Text segment:
----------------------------------------

I Ghosted My Boyfriend Of 5 Years

I responded before I asked his opinion. It's probably on the first page. I was convinced she flew off the coo coo nest before. I agreed with what he said and I expressed it before asking him or posting his response. However people seem to have a huge issue with that idk why. I don't participate in group think though which I realize is an issue on this board (I've expressed that sentiment before as well).

Secondly, I do think she cares and I think she's a bit crazy as well. All of that to prove a point to a man who doesn't care about her is extreme and crazy. Just living your life, looking good and genuinely moving on is enough to make a man want you. Men typically want what they cannot get.

Changing your number .5 mind after, calling your family to tell them un friend and block, breaking your lease etc in a matter of hours then posting it for validation is odd. I agree with my friend , she's probably still single and caring and hoping that he's missing her when there's a strong chance that he's happy he got rid of her crazy behind. He set it up so good to get rid of her.

Secondly I think it's strange that women don't ask male opinion. If I want to know how a man thinks I ask a man. I then ask women how to handle "man think" in an appropriate manner.
The only part I think she did that was stupid to let his family know. Other than that I don't think flew off the handle or is crazy. All the other stuff is whatever, I was just offering you a different angle. I agree about group think because I'm the last person on this board who would ever. But I do know the nature of men lol
 
I just don't see all the "she cares so much." She is just saying what happened. Like, it's a summary of factual events. I didn't read any emotion behind it, lol.

----------------------------------------

Problem set:
A - In the thread, what do men typically want?
B - Reproduce the thread word for word, from "Changing your number" up to and including "rid of her.".
Base your answers on the thread alone.

Given information:

----------------------------------------

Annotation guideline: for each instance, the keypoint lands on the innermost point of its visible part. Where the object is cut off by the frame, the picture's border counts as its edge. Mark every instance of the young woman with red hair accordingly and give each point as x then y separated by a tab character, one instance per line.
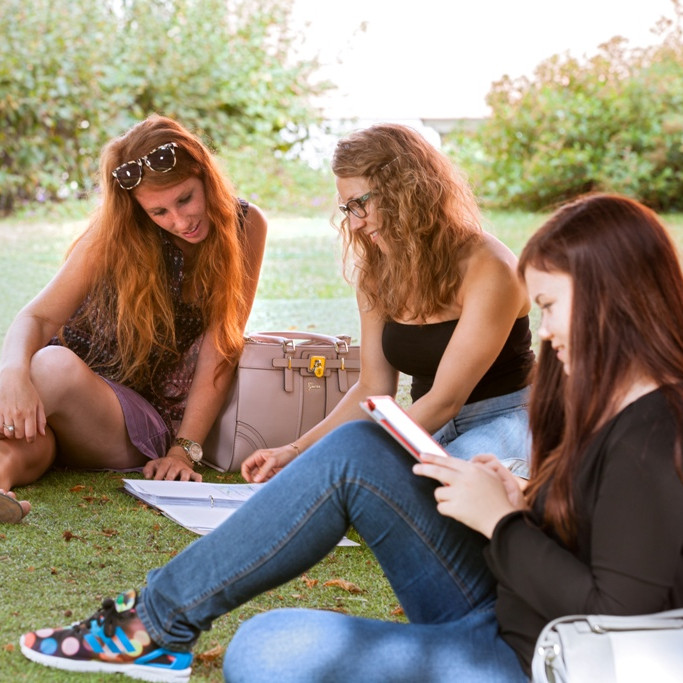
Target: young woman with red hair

----------------------------------------

Worked answers:
A - Men typically want what they cannot get.

B -
Changing your number .5 mind after, calling your family to tell them un friend and block, breaking your lease etc in a matter of hours then posting it for validation is odd. I agree with my friend , she's probably still single and caring and hoping that he's missing her when there's a strong chance that he's happy he got rid of her crazy behind. He set it up so good to get rid of her.